Work item:
Would you please set down the lines of the data from the one containing "of the standing" to the final line, exactly and only those?

Stored records:

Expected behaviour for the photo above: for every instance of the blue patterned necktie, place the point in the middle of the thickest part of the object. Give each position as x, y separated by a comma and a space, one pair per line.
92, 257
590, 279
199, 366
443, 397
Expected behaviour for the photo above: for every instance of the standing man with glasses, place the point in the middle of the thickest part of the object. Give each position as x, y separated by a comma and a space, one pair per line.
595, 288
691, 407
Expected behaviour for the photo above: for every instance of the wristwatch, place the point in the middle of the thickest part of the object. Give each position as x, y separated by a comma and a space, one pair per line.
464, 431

Output:
Expected behaviour for the photo above: for every instance of the standing man with glasses, place the point in the middle of the thickest part of the object. Give each position as x, y separated by a comma and a space, one pair per line.
595, 288
691, 407
Expected behaviour for the photo above: for every instance of the wristwatch, place the point in the middle of the thickest part of the object. Give each position as x, y separated by a comma and a space, one pair per line.
464, 431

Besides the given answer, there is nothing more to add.